Coordinate annotation records:
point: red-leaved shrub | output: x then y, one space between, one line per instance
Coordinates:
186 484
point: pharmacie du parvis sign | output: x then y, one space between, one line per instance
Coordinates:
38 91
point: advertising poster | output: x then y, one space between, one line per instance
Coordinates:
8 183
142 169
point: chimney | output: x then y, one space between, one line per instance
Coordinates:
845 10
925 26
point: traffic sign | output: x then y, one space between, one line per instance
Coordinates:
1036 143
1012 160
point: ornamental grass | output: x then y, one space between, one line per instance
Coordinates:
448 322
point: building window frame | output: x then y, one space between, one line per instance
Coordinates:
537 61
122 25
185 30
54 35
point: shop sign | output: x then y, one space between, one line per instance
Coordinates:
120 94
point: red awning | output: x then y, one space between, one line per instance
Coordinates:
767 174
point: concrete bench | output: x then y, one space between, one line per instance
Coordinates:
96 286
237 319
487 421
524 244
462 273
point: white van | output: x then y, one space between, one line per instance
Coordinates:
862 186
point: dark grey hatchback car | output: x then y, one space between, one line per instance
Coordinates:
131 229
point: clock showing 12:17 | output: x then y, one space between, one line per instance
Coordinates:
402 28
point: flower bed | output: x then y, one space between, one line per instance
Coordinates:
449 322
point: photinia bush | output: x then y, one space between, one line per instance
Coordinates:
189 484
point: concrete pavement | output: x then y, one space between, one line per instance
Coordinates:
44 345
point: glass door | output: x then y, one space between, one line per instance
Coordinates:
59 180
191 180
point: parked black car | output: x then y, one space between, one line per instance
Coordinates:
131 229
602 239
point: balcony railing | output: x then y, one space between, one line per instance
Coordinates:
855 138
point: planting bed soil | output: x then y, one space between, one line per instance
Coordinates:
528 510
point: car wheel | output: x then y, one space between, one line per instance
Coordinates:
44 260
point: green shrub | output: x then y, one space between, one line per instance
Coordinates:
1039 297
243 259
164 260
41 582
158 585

*Instructions to follow*. Reproduce all of the material above line for line, leaving every character unchanged.

*In response*.
point: red-leaved shrub | output: x then y, one space between, one line per instance
Coordinates:
186 484
point: pharmacie du parvis sign | output: x then y, one space between, one line per instance
Coordinates:
38 91
point: advertising poster | output: x then y, one space between, one line per instance
Coordinates:
8 183
142 169
point: chimney | output: x then y, one space between, one line per instance
Coordinates:
845 10
925 26
point: traffic sign | output: x then y, one space between, one line per instance
Coordinates:
1036 143
1012 160
point: ornamental grass | output: x then y, one space between, one line per instance
Coordinates:
448 322
point: building window frame | output: x then y, one space between, one line per instance
Coordinates:
537 61
122 25
185 30
54 35
point: shop sign | output: x then y, one space between, one line per instance
Coordinates:
120 94
point: red awning | output: x then y, one space between, one line per instance
Coordinates:
767 174
point: concrete bench | output: x then y, one space between, one line per instance
Coordinates:
96 286
237 319
487 421
524 244
462 273
point: white van | output: x then y, one space between, one line per instance
Coordinates:
862 186
point: dark grey hatchback car | output: x then y, one space between, one line per instance
Coordinates:
131 229
point: clock showing 12:17 | output: x then y, one space between, one line per instance
Coordinates:
402 28
point: flower bed | output: x then y, one space between, one line per instance
Coordinates:
449 322
point: photinia bush | output: x then y, one space between, one line per instance
Coordinates:
189 484
point: concrete pavement | output: x then y, one space between, one line per instance
Coordinates:
44 345
point: glass door | output: x then y, one space between, one line per instance
Coordinates:
59 180
191 180
point: parked black car | output: x then y, one space between, one line per instance
Coordinates:
131 229
602 239
point: balcony railing | output: x then y, one space between, one line per instance
Coordinates:
855 138
point: planting bed soil | output: x then y, one space between, one line per instance
Coordinates:
528 510
point: car wheel | output: x then y, one space between, one line per instance
Coordinates:
44 260
point: green shrub | output: x then y, one space between, one line per instance
Coordinates:
1039 297
243 259
164 260
41 582
158 585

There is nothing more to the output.